### [TEXT PASSAGE]
:::::

The founders of the movement are the architects Kemalettin Bey, educated in Berlin, and Vedat Tek, educated in Paris, and among those who joined them, the most outstanding were Arif Hikmet Koyunoglu and Giulio Mongeri. The pace of their work in the twenties was amazing, so their facilities flooded the big Turkish cities. Admittedly, in Istanbul, among the multitude of interesting buildings from all periods, it is difficult to notice them at first glance, but in Ankara, it is these buildings that give character to the newly formed city center. Among those Ankara buildings, the Ankara Palace Hotel for Members of Parliament (1927, started by Vedat Tek, continued by Kemalettin Bey), Gazi University (1926, Kemalettin Bey), Ethnographic Museum (1930, Koyunoglu), Museum of Painting and Sculpture (1927, Koyunoglu) stand out. , and especially Mongeri’s buildings, of which the Ziraat Bank headquarters building, which in Turkey is considered the most typical and successful representative of the style, attracts special attention.

:::::

### [RECORDS SHOWN]
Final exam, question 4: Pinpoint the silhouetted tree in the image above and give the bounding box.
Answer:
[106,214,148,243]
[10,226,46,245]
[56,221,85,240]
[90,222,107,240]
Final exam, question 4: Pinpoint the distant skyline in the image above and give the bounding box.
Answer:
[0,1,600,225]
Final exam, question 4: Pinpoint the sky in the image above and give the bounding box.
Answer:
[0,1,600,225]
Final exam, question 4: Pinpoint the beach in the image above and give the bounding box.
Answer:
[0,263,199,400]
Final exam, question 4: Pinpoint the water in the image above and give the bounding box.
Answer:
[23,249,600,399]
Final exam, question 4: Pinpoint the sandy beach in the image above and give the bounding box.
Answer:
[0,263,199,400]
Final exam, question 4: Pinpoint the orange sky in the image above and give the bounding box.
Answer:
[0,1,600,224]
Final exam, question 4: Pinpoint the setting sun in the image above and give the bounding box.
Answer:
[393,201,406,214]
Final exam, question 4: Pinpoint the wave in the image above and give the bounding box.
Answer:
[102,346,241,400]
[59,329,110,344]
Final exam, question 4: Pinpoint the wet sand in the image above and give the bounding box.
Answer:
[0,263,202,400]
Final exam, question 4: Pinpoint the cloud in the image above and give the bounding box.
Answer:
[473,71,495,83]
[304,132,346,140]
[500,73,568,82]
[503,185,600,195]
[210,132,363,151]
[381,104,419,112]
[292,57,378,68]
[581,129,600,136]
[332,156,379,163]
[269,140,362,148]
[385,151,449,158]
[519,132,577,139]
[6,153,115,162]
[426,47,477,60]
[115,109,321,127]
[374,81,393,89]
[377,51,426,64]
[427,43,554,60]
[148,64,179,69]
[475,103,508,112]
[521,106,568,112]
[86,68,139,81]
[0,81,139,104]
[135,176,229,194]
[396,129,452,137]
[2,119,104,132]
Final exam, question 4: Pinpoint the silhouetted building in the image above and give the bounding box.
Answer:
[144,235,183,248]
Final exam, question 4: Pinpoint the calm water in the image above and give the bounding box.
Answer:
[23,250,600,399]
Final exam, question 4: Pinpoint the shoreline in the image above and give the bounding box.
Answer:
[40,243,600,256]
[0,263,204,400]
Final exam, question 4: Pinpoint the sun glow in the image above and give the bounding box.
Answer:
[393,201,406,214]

:::::

Name every architect mentioned in the passage about the architectural movement.

### [CORRECT OUTPUT]
Kemalettin Bey, Vedat Tek, Arif Hikmet Koyunoglu, Giulio Mongeri